▶ What the task asks
Pull out every line below containing the word "tire".

▶ Material provided
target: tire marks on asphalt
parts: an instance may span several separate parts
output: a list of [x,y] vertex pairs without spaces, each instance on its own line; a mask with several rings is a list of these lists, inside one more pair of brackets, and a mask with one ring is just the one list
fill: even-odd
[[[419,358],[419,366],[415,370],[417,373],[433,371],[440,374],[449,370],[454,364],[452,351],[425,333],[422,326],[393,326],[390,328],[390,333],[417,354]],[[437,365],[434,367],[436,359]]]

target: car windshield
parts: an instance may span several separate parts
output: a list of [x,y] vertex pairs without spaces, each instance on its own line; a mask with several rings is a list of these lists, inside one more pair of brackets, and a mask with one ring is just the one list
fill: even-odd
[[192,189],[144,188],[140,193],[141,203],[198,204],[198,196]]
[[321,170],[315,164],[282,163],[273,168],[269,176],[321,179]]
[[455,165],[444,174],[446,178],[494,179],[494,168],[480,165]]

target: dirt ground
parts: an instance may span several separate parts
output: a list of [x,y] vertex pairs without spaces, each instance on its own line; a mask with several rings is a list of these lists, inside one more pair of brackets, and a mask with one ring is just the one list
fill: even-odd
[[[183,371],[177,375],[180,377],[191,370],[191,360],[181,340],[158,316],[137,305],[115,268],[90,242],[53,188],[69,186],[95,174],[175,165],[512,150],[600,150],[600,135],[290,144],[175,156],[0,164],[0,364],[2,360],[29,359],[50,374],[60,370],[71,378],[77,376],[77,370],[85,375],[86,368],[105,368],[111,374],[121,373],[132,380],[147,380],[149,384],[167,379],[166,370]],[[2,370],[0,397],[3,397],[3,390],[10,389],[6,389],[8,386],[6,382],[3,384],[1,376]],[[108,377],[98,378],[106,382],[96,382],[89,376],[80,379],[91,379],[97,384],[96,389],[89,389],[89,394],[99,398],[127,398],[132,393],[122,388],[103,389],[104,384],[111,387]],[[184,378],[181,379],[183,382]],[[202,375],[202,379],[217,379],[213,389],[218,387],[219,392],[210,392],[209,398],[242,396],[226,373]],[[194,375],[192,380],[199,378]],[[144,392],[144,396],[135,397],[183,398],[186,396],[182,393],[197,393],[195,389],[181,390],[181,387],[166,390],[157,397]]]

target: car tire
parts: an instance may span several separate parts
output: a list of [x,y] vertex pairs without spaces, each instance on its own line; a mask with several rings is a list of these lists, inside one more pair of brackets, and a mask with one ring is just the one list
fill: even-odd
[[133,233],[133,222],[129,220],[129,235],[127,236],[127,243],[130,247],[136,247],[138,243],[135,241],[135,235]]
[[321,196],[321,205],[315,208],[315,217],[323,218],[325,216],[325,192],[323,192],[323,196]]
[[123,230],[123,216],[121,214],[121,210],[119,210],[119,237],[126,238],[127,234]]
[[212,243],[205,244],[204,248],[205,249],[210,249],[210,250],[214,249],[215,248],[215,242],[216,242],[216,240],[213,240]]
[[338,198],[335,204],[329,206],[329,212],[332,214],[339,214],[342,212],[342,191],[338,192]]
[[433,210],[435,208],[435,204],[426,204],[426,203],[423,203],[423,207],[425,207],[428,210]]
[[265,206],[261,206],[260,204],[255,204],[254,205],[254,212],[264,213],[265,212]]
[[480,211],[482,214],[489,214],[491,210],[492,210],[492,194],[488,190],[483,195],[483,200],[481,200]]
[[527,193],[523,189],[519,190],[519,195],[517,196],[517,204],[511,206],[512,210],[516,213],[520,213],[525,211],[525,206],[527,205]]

▶ Your response
target: tire marks on asphalt
target: car tire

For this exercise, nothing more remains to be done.